■ **STATED EXERCISE**
How many of the lines below contain the string "glove"? Matches must have the same case, and the reply should be the number alone.
★ ★ ★ ★ ★
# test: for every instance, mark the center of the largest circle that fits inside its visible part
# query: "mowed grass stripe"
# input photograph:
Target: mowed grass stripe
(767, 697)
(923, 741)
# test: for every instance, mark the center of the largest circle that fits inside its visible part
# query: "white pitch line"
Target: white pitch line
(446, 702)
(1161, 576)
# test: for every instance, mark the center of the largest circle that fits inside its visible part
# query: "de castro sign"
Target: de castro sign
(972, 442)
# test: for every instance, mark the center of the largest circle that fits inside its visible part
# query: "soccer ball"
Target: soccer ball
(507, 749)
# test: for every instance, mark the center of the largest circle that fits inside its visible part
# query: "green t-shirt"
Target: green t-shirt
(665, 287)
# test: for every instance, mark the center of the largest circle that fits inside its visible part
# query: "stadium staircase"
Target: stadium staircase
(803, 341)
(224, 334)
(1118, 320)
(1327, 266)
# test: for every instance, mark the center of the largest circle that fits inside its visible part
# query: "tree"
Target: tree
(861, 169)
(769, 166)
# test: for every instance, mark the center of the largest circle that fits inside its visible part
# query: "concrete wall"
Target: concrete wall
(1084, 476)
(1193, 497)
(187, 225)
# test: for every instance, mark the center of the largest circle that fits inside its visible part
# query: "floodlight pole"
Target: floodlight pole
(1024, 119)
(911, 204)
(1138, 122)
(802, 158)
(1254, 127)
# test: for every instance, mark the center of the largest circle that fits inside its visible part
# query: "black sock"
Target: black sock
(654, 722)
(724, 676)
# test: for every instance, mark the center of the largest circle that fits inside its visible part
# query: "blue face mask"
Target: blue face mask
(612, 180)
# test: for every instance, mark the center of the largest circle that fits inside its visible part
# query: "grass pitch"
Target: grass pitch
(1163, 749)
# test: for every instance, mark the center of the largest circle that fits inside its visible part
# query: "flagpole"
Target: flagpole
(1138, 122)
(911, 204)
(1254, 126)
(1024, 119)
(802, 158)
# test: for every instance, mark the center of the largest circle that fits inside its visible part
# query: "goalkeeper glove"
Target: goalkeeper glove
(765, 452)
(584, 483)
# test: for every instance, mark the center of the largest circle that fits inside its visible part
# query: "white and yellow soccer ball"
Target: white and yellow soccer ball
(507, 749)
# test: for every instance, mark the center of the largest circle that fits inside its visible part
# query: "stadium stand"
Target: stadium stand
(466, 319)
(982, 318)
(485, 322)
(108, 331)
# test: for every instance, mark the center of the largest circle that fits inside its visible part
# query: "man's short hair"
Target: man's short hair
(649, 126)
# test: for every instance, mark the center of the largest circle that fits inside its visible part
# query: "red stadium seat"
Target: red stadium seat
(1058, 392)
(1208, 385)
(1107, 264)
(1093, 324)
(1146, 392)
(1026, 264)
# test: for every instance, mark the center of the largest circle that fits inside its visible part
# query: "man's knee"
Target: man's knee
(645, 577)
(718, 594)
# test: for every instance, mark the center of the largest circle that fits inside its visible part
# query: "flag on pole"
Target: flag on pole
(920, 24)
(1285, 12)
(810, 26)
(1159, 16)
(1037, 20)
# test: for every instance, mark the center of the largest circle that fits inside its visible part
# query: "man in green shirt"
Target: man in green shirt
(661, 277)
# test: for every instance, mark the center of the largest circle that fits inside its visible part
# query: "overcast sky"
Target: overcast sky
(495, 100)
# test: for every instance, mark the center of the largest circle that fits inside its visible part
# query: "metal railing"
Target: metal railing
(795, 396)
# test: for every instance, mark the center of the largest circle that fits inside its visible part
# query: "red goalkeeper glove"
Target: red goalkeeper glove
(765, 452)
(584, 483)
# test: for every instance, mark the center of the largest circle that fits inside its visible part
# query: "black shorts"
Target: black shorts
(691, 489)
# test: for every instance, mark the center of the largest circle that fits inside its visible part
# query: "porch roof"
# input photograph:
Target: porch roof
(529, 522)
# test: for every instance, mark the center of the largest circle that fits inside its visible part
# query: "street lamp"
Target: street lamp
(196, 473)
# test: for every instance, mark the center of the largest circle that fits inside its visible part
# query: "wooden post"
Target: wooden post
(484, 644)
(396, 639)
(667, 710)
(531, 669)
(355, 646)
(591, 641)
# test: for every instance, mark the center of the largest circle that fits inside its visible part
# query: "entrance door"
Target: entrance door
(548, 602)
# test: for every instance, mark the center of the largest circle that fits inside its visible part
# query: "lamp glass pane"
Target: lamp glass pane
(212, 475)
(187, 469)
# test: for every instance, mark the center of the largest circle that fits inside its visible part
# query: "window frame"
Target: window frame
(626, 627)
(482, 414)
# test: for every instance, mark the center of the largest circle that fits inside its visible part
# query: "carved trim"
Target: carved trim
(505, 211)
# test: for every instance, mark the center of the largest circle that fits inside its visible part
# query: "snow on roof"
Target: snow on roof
★ ★ ★ ★ ★
■ **OUTPUT**
4